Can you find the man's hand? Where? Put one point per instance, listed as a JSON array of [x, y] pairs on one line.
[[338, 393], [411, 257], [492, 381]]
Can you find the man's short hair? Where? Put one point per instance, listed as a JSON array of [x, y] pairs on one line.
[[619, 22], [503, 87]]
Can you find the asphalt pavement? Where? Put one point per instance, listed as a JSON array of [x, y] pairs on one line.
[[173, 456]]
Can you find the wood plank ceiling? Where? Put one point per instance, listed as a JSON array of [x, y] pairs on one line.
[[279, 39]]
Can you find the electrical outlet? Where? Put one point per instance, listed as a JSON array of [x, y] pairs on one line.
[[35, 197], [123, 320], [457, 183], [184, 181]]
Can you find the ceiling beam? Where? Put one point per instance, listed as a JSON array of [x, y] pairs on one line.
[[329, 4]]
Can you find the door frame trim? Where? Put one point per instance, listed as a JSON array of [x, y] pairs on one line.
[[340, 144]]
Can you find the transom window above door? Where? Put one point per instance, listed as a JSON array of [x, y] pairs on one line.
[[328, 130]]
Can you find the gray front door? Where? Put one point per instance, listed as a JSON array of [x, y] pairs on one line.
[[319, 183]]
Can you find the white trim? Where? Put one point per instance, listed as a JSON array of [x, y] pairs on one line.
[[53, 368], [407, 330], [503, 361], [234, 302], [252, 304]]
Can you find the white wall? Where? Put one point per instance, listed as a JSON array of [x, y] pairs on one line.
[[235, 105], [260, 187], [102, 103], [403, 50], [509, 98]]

--

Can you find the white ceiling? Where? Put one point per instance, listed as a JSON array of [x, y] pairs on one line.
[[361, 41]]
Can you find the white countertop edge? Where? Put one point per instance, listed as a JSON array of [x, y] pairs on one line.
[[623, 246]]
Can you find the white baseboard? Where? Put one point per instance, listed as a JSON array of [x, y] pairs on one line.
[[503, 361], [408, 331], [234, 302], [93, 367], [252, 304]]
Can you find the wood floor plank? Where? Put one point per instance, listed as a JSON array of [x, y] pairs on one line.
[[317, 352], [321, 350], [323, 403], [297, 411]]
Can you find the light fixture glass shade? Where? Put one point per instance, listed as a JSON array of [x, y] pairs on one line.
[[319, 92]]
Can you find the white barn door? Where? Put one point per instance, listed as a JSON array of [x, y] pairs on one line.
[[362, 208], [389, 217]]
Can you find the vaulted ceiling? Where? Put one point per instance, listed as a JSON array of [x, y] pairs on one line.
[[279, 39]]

--

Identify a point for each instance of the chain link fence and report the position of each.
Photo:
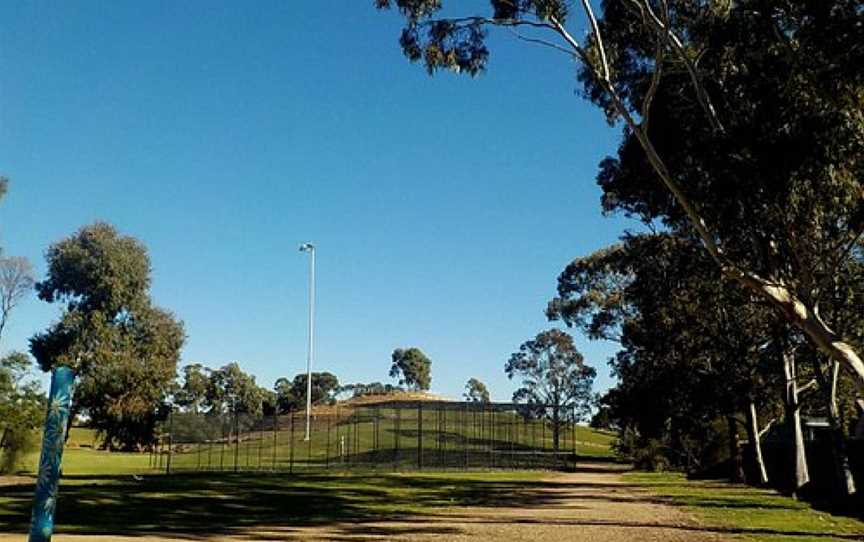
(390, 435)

→ **Task statement**
Can you recast the records starting at the line containing "Can you find the man's hand?" and ending at the line containing "[[619, 22], [503, 87]]" as a Markdown table with the columns Row and Line, skipping any blank lines? Include only those lines.

→ **Written response**
| Row | Line |
|---|---|
| 1 | Can you find the man's hand? Where? Put one point per instance, listed as a JSON array of [x, y] pairs on one line. |
| 2 | [[338, 393], [411, 257], [492, 381]] |
| 3 | Can you find the man's short hair? Where? Put one point per instance, listed as a JSON array of [x, y] pairs on one line. |
| 4 | [[619, 22], [503, 87]] |